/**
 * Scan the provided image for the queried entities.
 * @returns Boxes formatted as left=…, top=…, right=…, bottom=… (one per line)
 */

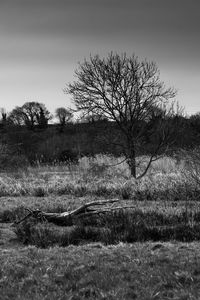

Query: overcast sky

• • • •

Write out every record above exactly, leaving no picture in the result.

/**
 * Scan the provided image for the queried entities.
 * @returns Boxes formatted as left=…, top=…, right=…, bottom=… (one per line)
 */


Query: overcast sky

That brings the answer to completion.